Lo explicaban con el distanciamiento propio de un médico forense al redactar las causas de la muerte frente al cuerpo inerte, cosido, desnudo y expuesto en una fría camilla de metal. O eso creían. Porque lo que revelaban sus gestos y el tono de su voz era el pudor de estar compartiendo su intimidad con una desconocida.
Antes de que yo pudiera hacer cualquier pregunta, se me adelantaban con las respuestas. "Me convencí de que era una mojigata y de que era guay hacerlo de esa manera", me dijo una. O, como resumió otra: "No quería ser una mojigata". En el subtexto del uso preciso de esta palabra se esconde una educación sexual y sentimental que podemos leer casi como un patrón entre las millennials.

==*==

Completa lo siguiente.
1. Según el texto, ¿entre quiénes puede leerse casi como un patrón la educación sexual y sentimental que se esconde en el uso de esa palabra?
2. Transcribe sin cambios el fragmento del texto que comienza con las palabras "Lo explicaban con" y termina con "entre las millennials.".
Para resolver estas tareas no hace falta consultar las líneas.

==*==

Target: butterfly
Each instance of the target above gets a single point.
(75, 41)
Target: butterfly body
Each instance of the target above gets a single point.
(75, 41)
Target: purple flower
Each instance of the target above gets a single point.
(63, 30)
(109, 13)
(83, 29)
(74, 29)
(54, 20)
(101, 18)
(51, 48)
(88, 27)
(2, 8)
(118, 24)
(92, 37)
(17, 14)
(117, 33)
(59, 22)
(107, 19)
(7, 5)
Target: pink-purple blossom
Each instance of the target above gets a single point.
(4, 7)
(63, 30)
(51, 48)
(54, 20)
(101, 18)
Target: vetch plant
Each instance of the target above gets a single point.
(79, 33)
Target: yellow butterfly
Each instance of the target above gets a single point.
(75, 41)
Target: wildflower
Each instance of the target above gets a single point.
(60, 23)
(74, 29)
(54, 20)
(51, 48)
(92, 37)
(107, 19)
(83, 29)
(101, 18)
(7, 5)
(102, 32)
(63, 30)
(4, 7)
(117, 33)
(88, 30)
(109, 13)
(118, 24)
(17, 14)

==*==

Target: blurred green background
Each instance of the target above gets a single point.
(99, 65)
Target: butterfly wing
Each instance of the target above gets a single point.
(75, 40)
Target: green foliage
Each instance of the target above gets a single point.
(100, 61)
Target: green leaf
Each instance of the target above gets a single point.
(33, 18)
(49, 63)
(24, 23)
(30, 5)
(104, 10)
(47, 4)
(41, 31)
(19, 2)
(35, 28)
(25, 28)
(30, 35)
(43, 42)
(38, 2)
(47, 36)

==*==

Resultados del ejercicio.
1. Entre las millennials.

2.
Lo explicaban con el distanciamiento propio de un médico forense al redactar las causas de la muerte frente al cuerpo inerte, cosido, desnudo y expuesto en una fría camilla de metal. O eso creían. Porque lo que revelaban sus gestos y el tono de su voz era el pudor de estar compartiendo su intimidad con una desconocida.
Antes de que yo pudiera hacer cualquier pregunta, se me adelantaban con las respuestas. "Me convencí de que era una mojigata y de que era guay hacerlo de esa manera", me dijo una. O, como resumió otra: "No quería ser una mojigata". En el subtexto del uso preciso de esta palabra se esconde una educación sexual y sentimental que podemos leer casi como un patrón entre las millennials.